Excerpted text:

________________________________________

Or maybe some enterprising vinyl label will release it all as a gatefold double record set, the band’s three singles filling up an EP, with A-sides and B-sides on opposing ends of the wax. It would be a swell one-stop collection for a very interesting band, one that deserves better than to be continually dogged by their shortcomings……..BY JOSEPH NEFF …………………. 

How anyone will manage to remain a nasty narrow-minded jade in the presence of this unremittingly delightful album defies the imagination. 

There’s simply no exaggerating the pimply splendor or Speedy Keen’s lead voice, a reedy, breathless, disarmingly earnest affair that resides in the No-Voice’s-Land between little-boy soprano and grown-up falsetto. There’s simply no describing the charm of Andy Newman’s keyboard-tickling, which takes the form of a dazzling assortment of boogie-cum-piano-bar chops laid down with unerring clumsiness only in the least likely places (and there without accompaniment, as there’s apparently no keeping up with it). Nor could one exude excessively in behalf of wee Jimmy McCulloch’s precisely lyrical lead guitar. 

Put alternatively, nothing in Thunderclap’s music has anything much to do with anything else in Thunderclap’s music, the result being that Thunderclap’s is at once unexaggerably bizarre and a mightily refreshing rock and roll sound. That sound couldn’t in a month of Halloweens be better suited to Speedy’s imbecilically catchy little songs, which abound with surreal, nostalgic, surreally nostalgic, and other wonderful lyric sentiments. 

Try on for size “Wild Country,” in which he glorifies the great outdoors because, simply, it’s such a nice place to ball in. Try on both the modest and colossal (the latter featuring all manner of domestic and exotic percussion) takes of “Hollywood,” an eminently hummable little ditty in which Speedy laments the passing of bigger-than-life film-stars who used to make him sick, and a very McCartney-ish instrumental exploration of this theme, “Hollywood Dream.” And the delightfully-dated “Accidents,” which here bends the mind with its late 1966 psychedelic ambiguity for nearly ten minutes and contains dazzling piano and kazoo freak-outs by Andy. And, of course, “Something In The Air,” which you’ll find as emphatic a knock-out on 600th hearing as it was on first. “Pass out the arms and ammo….”: have you ever encountered a TV revolutionary line that can match that for sheer charm?

________________________________________

What you need to do:
List every song title that the album review puts in quotation marks. The material that comes next is separate from the album review.

Records:
________________________________________

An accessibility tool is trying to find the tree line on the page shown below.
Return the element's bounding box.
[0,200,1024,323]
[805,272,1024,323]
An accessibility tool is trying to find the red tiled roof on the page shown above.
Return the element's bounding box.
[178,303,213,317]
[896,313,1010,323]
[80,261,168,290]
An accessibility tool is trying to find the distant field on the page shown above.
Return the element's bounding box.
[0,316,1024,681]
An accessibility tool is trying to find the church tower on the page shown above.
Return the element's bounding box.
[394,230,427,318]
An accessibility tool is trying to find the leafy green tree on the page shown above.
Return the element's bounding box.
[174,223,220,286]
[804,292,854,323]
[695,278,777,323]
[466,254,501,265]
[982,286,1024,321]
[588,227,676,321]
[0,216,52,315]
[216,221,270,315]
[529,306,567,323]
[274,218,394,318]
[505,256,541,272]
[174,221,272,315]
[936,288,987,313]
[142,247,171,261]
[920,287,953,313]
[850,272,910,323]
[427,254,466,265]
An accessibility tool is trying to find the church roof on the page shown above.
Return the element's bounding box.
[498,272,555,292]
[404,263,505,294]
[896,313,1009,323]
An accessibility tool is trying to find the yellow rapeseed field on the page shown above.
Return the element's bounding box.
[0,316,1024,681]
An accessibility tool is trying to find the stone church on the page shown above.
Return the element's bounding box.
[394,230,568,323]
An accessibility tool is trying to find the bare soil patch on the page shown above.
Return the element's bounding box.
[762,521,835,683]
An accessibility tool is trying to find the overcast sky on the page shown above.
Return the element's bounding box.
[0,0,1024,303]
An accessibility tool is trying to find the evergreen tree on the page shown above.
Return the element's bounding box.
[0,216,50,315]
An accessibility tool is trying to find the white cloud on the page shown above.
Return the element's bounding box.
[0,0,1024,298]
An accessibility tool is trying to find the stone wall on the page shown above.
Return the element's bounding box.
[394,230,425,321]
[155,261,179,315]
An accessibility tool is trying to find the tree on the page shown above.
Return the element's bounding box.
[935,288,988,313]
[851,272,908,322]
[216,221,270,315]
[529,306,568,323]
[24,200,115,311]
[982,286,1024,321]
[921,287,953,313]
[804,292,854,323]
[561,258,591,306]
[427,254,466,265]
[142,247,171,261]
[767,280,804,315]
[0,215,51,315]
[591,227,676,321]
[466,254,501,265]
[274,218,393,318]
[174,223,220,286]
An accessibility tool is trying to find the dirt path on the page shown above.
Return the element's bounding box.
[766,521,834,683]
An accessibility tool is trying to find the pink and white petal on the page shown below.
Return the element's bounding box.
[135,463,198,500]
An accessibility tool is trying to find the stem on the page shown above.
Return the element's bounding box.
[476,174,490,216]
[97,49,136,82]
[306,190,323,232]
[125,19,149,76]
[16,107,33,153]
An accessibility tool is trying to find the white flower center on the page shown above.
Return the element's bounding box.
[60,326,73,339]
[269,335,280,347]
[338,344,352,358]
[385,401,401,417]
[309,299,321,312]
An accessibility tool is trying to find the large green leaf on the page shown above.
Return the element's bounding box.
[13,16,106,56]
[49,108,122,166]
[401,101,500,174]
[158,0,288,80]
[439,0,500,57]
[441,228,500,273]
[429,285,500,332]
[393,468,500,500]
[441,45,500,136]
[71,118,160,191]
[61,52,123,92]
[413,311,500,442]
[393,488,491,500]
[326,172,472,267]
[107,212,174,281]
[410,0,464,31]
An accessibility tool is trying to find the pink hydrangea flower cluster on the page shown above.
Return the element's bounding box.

________________________________________

Output for this task:
"Wild Country"
"Hollywood"
"Hollywood Dream"
"Accidents"
"Something In The Air"